Identify each line of the entries below that contains the word "background" and copy every such line in full; uppercase and lowercase letters count as different.

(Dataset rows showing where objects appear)
>>>>>

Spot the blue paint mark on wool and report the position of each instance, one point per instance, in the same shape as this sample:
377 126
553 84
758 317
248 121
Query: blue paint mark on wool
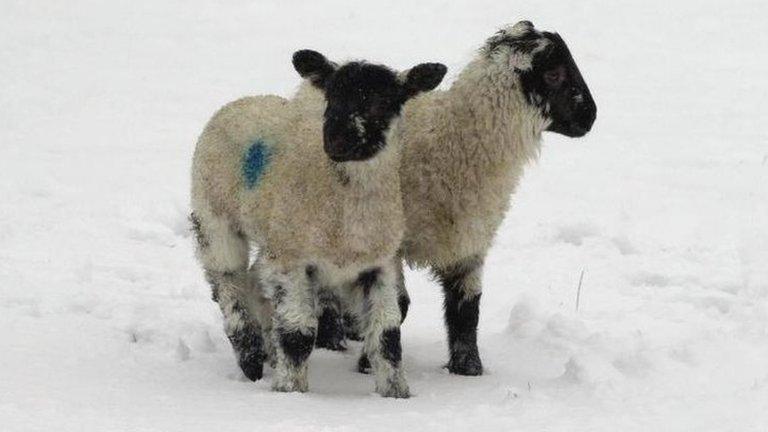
255 162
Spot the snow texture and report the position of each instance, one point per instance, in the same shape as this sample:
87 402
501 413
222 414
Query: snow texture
106 322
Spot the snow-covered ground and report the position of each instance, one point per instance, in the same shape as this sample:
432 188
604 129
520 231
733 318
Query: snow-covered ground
106 322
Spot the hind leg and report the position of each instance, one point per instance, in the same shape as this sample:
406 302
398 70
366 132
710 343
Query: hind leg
403 302
223 253
377 305
294 323
462 288
330 327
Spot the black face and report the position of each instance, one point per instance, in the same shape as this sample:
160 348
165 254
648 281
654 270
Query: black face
363 100
554 83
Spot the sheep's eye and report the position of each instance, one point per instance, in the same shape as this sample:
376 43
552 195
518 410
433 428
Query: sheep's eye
555 77
377 108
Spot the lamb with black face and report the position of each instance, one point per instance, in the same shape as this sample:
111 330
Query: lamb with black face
553 82
363 100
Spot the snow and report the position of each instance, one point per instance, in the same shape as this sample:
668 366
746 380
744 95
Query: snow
107 324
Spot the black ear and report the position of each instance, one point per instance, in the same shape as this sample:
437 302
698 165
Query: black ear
423 77
313 66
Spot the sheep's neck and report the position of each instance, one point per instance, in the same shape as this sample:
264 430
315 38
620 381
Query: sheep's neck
505 131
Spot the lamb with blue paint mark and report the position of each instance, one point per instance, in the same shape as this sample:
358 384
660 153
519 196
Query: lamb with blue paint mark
320 199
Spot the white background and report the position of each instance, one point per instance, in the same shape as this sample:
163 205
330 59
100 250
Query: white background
106 322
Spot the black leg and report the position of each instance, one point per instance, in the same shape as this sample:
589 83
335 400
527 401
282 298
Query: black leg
330 325
462 289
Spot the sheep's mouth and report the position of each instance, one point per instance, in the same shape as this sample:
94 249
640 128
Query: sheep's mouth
572 130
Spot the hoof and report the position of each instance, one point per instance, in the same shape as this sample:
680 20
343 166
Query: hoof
252 368
290 386
363 364
397 390
465 363
331 343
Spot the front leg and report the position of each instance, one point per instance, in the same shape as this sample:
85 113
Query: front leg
294 325
380 315
462 287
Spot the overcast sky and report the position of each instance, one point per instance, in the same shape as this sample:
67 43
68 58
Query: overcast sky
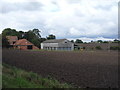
84 19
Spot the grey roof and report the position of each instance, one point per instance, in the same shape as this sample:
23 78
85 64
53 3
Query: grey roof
54 41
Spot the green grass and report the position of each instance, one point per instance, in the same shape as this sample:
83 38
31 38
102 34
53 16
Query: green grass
13 77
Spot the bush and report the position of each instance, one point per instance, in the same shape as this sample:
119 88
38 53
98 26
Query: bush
98 48
115 48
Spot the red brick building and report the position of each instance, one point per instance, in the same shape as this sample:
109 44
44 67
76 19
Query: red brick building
12 39
24 44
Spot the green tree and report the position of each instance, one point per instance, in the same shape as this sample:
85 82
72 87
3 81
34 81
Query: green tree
100 41
72 41
78 41
51 36
5 43
98 47
34 37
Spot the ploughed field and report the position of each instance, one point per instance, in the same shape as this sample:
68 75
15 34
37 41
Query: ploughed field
97 69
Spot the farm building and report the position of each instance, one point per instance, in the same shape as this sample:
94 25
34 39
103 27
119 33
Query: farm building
92 46
24 44
12 39
57 44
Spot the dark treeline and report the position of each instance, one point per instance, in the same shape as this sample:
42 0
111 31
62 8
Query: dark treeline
35 37
32 35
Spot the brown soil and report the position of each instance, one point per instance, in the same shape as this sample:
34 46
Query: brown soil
84 69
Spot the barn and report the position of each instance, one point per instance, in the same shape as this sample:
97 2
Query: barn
12 39
24 44
57 44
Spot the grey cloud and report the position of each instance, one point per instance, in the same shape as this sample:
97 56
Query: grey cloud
23 6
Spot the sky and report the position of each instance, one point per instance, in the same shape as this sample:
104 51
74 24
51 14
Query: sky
71 19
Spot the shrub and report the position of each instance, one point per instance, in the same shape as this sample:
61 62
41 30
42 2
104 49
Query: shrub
115 48
98 48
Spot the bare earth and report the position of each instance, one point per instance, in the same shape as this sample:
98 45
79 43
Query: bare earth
94 69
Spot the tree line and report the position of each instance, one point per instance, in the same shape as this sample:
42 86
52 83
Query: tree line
33 36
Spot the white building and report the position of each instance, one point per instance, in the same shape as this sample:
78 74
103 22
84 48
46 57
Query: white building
57 44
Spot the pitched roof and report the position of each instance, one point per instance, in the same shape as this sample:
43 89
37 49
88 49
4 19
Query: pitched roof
12 38
23 42
54 41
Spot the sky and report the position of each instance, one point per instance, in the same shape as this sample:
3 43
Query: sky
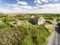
30 6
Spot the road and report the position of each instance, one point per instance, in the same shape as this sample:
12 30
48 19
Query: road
56 40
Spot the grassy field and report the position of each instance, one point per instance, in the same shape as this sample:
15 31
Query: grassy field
26 33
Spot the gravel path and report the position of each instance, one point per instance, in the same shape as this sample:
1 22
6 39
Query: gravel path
50 39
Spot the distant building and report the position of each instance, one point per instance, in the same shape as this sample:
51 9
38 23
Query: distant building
40 21
33 20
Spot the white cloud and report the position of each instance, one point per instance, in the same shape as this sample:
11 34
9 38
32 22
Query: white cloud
22 3
44 0
37 1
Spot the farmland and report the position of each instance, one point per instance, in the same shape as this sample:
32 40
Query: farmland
24 33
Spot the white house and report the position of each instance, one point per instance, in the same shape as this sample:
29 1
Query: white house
41 20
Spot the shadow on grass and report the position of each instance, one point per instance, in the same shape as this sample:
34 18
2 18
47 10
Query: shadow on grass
57 29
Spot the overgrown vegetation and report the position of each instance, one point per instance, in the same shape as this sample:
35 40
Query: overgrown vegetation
25 34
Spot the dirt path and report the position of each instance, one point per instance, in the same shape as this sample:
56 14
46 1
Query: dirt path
50 39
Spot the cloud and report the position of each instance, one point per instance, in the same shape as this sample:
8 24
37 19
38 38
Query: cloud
44 0
37 1
22 3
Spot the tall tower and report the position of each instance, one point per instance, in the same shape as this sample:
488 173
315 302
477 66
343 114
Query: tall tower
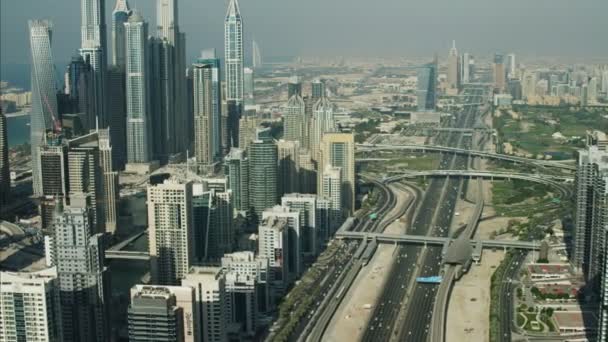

<<<<<

-- RESULT FOR THIS TASK --
Spot the white background and report the position of each instance, one point per instance, in the same shape as this sample:
Query: white background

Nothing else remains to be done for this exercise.